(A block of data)
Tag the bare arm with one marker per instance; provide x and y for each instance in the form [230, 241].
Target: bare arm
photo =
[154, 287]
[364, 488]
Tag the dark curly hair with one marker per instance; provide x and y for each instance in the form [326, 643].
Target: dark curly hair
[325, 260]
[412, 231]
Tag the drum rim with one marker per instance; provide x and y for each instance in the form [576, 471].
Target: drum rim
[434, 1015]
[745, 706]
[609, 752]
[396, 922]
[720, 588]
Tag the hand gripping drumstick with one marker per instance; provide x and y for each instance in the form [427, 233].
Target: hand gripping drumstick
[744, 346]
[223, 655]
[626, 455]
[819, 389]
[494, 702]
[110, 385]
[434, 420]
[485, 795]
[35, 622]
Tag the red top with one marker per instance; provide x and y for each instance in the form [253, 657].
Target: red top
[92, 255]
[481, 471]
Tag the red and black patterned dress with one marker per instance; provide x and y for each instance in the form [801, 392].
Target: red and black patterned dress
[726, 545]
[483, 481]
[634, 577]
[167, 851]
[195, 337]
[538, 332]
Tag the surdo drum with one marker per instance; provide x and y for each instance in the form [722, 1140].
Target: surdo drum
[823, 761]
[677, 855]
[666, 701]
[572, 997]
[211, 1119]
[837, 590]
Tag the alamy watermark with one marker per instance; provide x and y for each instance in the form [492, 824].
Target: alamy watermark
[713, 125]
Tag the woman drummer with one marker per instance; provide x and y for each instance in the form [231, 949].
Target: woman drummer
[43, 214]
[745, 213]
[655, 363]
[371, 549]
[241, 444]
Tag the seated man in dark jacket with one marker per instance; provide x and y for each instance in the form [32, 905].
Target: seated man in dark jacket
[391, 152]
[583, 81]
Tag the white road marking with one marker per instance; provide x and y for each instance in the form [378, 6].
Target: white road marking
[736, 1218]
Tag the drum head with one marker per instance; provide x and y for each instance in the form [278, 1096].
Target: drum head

## Exercise task:
Copy out every line of the records above word for word, with no changes to wording, numbers, or punctuation.

## Expected output:
Tag the bare arm with one marker per instance; provide x and y for each instance in the form [230, 241].
Target: bare arm
photo =
[154, 287]
[364, 488]
Tag the dark curly hair with one marker per instance; provide x and y for each instance in the form [326, 643].
Target: dark curly hair
[325, 260]
[412, 231]
Tag the drum rim with one marker per instance; provide x and y for each instance in the form [576, 471].
Target: drum rim
[434, 1015]
[745, 706]
[609, 752]
[396, 922]
[720, 588]
Tag the hand gripping drumstick with one marker per instance; provide x and y for each instance in the form [427, 233].
Target: hand gripping drumstick
[744, 346]
[223, 655]
[626, 455]
[819, 389]
[494, 702]
[110, 385]
[434, 420]
[485, 795]
[35, 622]
Tag the red top with one marker per instance; provide x and y for each instance in the form [253, 657].
Target: red top
[92, 255]
[481, 471]
Tag the red and black patterned dress with one marker per instance; provide x and y for each instance in the form [801, 392].
Target: red and black patterned dress
[726, 545]
[483, 481]
[634, 577]
[167, 851]
[195, 337]
[538, 332]
Tag the surdo drum with one marker per instance; provide x and y for each instance in the form [722, 1140].
Target: surdo drum
[823, 761]
[677, 855]
[666, 701]
[572, 997]
[211, 1119]
[837, 590]
Tag the alamy watermark with one marker per instance; provide x and y for each instance in the form [492, 824].
Target: alamy watermark
[713, 125]
Tag the woman drummer with one marker per instance; provide x and y for each instance in the form [231, 949].
Target: woman drummer
[43, 214]
[745, 213]
[655, 363]
[371, 549]
[241, 444]
Tag the seated man in dark jacket with one marker per instance; provide x and y for each instance in the form [32, 905].
Target: seated man in dark jacket
[391, 152]
[583, 81]
Tag the white road marking with one marker per instance; provide x and y for each instance in the form [378, 6].
Target: white road marking
[736, 1218]
Tag the drum head with one marker per instance; provide x and y for each instance in the form [278, 1096].
Target: drum head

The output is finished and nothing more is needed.